======== Extract provided ========

Sergii Bulgakov: Easter Thoughts (original) (raw)

with commentary by Regula Zwahlen

Image: M.V. Nesterov, from “Narod” Issue 1

This article was published in the first issue of the newspaper “Narod” (“People”), published in Kiev in April 1906, with Sergii Bulgakov and A. S. Glinka (Volzhsky) as editors. The newspaper “Narod” was conceived as a printed edition of the failed political project the “Union of Christian Politics.” In the period from April 2 to April 10, seven issues came out; then, the newspaper was closed by a court decision. All issues featured articles of Bulgakov.

The translated text is offered here with commentary by Regula Zwahlen.

SB: To the sounds of bells, with the rejoicing of nature and people, on the greatest of Christian feasts, we start our modest work.

Again the Christian world celebrates the final victory of good over evil, of life over death, of creative, constructive love over corrupting enmity; and it celebrates this victory, accomplished by the God-man and saving the world and people forever, as a pledge and an anticipation of the eternal resurrection of the world and transfiguration of creation. And, anticipating the final triumph by faith, the Christian world experiences it even now as a fact already being realized, as the shining of light in the darkness around us, as a flaming love and its joy in the midst of the kingdom of hostility and discord.

======== Dataset records ========

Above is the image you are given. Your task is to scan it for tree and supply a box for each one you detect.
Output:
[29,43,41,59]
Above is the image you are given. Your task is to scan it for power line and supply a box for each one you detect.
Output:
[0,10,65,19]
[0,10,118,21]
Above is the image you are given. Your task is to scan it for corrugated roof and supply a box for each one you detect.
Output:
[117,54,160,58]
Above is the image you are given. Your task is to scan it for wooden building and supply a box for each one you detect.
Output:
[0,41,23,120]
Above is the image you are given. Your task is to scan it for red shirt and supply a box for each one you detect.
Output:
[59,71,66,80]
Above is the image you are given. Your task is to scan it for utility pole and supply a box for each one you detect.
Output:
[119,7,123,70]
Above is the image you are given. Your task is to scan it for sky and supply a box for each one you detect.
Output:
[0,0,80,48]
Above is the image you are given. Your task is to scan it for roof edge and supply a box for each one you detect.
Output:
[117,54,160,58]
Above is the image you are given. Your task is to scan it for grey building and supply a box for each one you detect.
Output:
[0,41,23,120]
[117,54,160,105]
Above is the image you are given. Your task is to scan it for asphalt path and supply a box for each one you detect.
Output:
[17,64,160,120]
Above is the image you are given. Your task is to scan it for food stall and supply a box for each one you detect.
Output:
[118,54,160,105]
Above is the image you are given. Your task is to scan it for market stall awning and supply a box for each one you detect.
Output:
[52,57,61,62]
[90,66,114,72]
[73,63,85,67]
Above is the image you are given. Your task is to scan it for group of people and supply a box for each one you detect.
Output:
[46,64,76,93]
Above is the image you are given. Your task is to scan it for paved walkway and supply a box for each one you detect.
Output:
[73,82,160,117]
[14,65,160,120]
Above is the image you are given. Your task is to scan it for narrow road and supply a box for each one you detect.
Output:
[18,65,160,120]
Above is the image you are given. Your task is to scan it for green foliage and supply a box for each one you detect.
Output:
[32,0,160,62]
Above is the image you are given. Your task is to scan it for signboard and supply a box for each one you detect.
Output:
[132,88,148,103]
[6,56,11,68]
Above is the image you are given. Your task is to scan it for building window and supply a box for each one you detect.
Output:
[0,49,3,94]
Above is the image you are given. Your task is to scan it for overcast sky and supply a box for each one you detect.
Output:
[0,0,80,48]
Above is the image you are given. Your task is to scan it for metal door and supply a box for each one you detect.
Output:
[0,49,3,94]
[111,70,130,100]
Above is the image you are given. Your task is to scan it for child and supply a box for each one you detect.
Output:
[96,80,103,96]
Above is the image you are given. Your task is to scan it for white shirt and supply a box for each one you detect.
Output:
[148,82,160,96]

========

> _Task list_
1/ Arrange the records as a numbered list, running from the line with "it for market" up to and including the last line of the records, with blank lines left out.
2/ Pick up the Easter article after its last sentence and keep writing.

> _Answers to the exercise_
1/
1. Above is the image you are given. Your task is to scan it for market stall awning and supply a box for each one you detect.
2. Output:
3. [52,57,61,62]
4. [90,66,114,72]
5. [73,63,85,67]
6. Above is the image you are given. Your task is to scan it for group of people and supply a box for each one you detect.
7. Output:
8. [46,64,76,93]
9. Above is the image you are given. Your task is to scan it for paved walkway and supply a box for each one you detect.
10. Output:
11. [73,82,160,117]
12. [14,65,160,120]
13. Above is the image you are given. Your task is to scan it for narrow road and supply a box for each one you detect.
14. Output:
15. [18,65,160,120]
16. Above is the image you are given. Your task is to scan it for green foliage and supply a box for each one you detect.
17. Output:
18. [32,0,160,62]
19. Above is the image you are given. Your task is to scan it for signboard and supply a box for each one you detect.
20. Output:
21. [132,88,148,103]
22. [6,56,11,68]
23. Above is the image you are given. Your task is to scan it for building window and supply a box for each one you detect.
24. Output:
25. [0,49,3,94]
26. Above is the image you are given. Your task is to scan it for overcast sky and supply a box for each one you detect.
27. Output:
28. [0,0,80,48]
29. Above is the image you are given. Your task is to scan it for metal door and supply a box for each one you detect.
30. Output:
31. [0,49,3,94]
32. [111,70,130,100]
33. Above is the image you are given. Your task is to scan it for child and supply a box for each one you detect.
34. Output:
35. [96,80,103,96]
36. Above is the image you are given. Your task is to scan it for white shirt and supply a box for each one you detect.
37. Output:
38. [148,82,160,96]

2/
The Risen Christ still arises in the soul of every person, and in the soul of the nations and the bright radiance of the Risen One, breaking into the darkness of the night, not only blinds the joyful eye, but also pierces the darkness in which we live with the dazzling light of conscience, illuminating the Golgotha which we create from the world. And the singing of angels in heaven merges with wheezing and groans coming from the place of the execution. On the day of the Resurrection, we cannot forget about Golgotha, as long as we live, and we cannot and should not conquer Golgotha.

And a joyfully excited, but at the same time mournful thought involuntarily turns to the earthly Golgotha and to everything that surrounds and creates this Golgotha: the fanatical Sanhedrin, the lazy and indifferent careerist Pilate, the brutish soldiers dividing the Robe at the foot of the Cross, and the dark people, blinded in their crying: “Crucify, crucify Him!” How close to us they are now, in Russia in 1906, these Golgotha images, how they cut and burn the heart, so that it cannot forget about them even on the day of the Resurrection; it cannot, dead from the experience, rise again in fullness together with the Risen Christ, together with the mournful and humble Magdalene, striving to meet the Risen One, full of thoughts and feelings of the week of the Passion of Christ.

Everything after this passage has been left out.